Trecho da fonte:
·····
Desde o início de seu funcionamento a equipe do CEARAS era composta por profissionais da área de Saúde Mental, principalmente psicólogos que trabalham segundo o referencial psicanalítico. Há a possibilidade de qualquer profissional da área de saúde mental com formação em psicanálise fazer parte da equipe fixa. Um exemplo disto foi a participação durante 4 anos de uma assistente social que atendia as famílias em terapia e não exercendo, portanto o modelo clássico do Serviço Social.

O CEARAS sempre ofereceu estágio a profissionais da área de saúde mental interessados nesta temática, com o objetivo de difundir a experiência do trabalho, capacitando profissionais para exercer esta função em outras instituições.

No início o estágio tinha a duração de um ano, com 20 horas de atividades semanais, sendo estas: atendimentos em Saúde Mental (individuais e familiares), supervisões individuais e em grupo e participação em grupos de estudos e pesquisas.

Atualmente, o estágio tem a duração de um ano e meio com uma carga horária de 12 horas semanais, mas mantém seus objetivos iniciais. A mudança de duração deveu-se ao fato de que os atendimentos passaram a ter uma duração limitada a um ano e meio e o estagiário poderia, então, participar dos atendimentos do início ao fim. A diminuição da carga horária possibilita que profissionais já com alguma experiência nas áreas de violência e/ou terapia familiar possam participar do estágio paralelamente a outro trabalho.
·····
Dados extraídos de uma coleção:

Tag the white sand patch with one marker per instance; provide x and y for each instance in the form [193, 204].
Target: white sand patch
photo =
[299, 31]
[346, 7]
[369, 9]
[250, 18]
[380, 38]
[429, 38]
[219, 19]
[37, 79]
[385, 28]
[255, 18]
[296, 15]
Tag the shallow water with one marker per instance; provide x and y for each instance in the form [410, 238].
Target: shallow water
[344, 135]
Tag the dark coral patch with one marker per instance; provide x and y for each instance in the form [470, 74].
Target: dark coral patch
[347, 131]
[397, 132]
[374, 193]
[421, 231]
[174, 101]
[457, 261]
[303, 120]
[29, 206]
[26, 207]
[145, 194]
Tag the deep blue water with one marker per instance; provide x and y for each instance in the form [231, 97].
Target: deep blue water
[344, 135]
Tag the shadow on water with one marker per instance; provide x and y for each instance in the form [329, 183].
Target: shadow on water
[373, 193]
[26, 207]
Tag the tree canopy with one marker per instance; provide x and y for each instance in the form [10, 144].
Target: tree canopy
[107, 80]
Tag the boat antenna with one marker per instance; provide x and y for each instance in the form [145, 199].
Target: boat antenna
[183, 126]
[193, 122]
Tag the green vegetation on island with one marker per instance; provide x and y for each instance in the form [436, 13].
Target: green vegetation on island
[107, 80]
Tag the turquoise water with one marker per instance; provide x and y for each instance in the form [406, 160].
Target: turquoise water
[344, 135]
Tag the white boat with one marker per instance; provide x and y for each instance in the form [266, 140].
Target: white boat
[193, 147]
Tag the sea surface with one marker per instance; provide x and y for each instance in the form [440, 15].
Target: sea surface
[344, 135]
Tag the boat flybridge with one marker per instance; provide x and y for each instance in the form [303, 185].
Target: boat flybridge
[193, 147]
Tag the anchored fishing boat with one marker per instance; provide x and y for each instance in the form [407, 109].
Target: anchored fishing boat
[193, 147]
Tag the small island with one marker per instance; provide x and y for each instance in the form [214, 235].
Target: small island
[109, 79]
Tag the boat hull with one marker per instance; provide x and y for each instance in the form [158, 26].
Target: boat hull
·····
Seu objetivo: Prossiga com o texto sobre a equipe e o estágio do CEARAS, começando logo após a última frase apresentada.

Resultado da tarefa:
Os atendimentos em Saúde Mental realizados pelo CEARAS priorizam a terapia familiar.

O CEARAS oferecia atendimento em dois níveis a partir da triagem: individual; para quem cometeu abuso e para quem sofreu abuso, e familiar; para todos os membros da família. Com a experiência dos atendimentos, foi ficando cada vez mais claro que a questão do incesto tinha que ser compreendida como parte de uma dinâmica familiar, não havendo apenas um culpado e uma vítima e que o atendimento individual, proposto a priori, para estes era uma forma de estigmatização.

Notou-se, também, que a dupla estigmatizada na denúncia como agressor e vítima não eram necessariamente as pessoas com menor possibilidade de utilização de seus recursos internos, sendo que a possibilidade de confusão ou mesmo perturbação mental observadas independia destes rótulos. Como exemplo, poderíamos citar que a mãe, em casos de relações incestuosas pai e filha, ou os pais, em relações incestuosas entre irmãos, foram percebidos em várias famílias como figuras centrais na manutenção da dinâmica incestuosa, sendo, às vezes, necessário um atendimento individualizado para estes, mais do que para a dupla pai e filha, pois investir na estruturação emocional destes outros membros do grupo familiar parecia, em alguns casos, mais promissor no sentido de possibilitar mudanças na dinâmica familiar.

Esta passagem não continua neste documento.